[Natural language region descriptions]

- - - - -

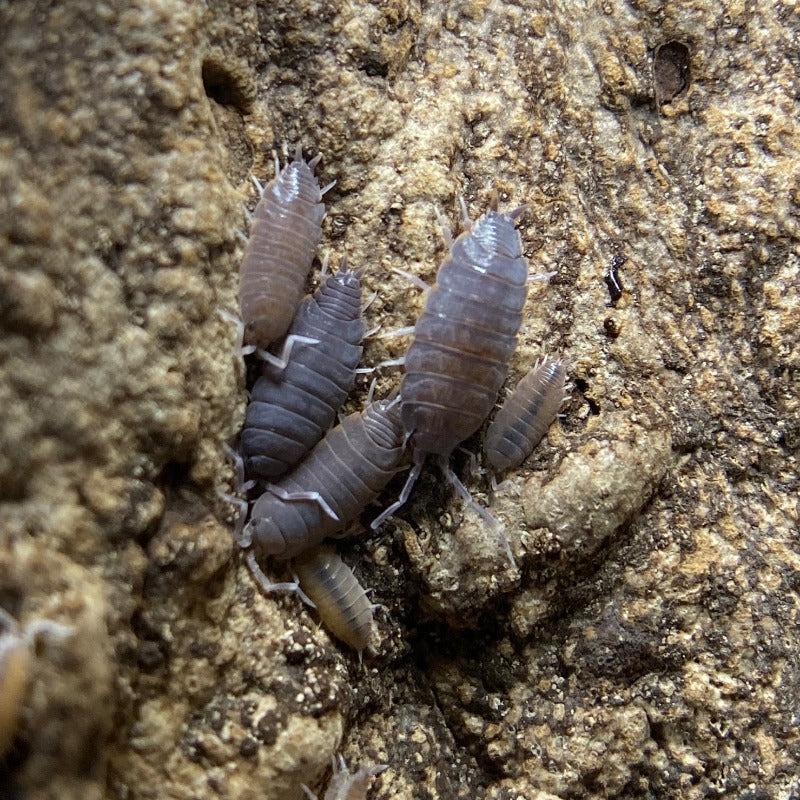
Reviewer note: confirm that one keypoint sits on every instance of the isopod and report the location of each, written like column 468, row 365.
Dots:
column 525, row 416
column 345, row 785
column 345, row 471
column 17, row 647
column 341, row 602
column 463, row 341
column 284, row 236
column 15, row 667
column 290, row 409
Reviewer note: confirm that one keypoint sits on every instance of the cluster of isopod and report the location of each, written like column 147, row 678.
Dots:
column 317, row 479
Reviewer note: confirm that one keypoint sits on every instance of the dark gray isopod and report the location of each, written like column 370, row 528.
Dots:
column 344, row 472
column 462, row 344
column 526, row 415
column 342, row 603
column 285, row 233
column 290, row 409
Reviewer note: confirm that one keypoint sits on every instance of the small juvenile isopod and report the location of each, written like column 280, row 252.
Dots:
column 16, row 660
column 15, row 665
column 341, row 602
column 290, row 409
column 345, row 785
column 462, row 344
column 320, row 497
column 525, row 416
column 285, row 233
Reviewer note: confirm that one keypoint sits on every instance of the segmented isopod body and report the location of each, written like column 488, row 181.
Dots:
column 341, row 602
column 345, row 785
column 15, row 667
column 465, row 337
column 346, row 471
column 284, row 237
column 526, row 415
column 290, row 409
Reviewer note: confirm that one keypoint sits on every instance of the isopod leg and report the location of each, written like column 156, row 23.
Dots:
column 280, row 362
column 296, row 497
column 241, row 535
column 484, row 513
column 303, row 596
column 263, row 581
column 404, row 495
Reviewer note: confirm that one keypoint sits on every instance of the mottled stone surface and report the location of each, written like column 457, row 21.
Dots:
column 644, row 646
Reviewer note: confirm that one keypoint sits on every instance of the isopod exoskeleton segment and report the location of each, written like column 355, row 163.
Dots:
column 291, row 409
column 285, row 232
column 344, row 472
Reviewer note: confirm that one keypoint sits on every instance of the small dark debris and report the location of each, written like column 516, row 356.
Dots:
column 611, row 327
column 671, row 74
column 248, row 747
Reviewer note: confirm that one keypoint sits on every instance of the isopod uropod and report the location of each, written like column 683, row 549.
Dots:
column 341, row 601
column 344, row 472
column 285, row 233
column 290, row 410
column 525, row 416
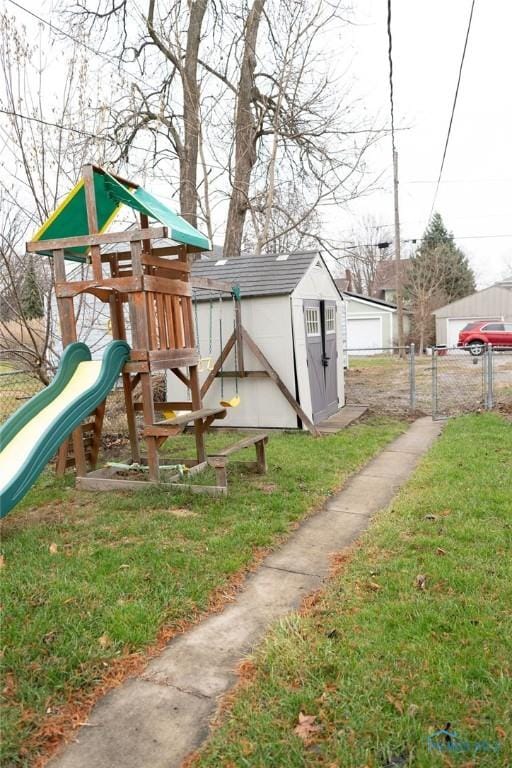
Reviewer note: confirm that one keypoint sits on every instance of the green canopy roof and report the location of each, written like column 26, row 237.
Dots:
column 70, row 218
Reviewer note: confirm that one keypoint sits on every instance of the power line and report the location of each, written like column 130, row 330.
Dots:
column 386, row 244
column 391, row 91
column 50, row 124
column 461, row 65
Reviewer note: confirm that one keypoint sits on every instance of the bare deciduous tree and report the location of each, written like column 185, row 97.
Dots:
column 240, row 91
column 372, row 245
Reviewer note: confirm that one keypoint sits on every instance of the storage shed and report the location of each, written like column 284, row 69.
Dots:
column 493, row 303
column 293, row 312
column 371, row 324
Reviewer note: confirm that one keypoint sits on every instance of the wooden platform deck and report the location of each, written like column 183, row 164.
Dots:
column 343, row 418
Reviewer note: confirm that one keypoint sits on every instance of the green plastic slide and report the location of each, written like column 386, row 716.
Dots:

- - - - -

* Goal of the exercise *
Count the lines in the records above that contain "green". Reply with the number only.

* Response *
2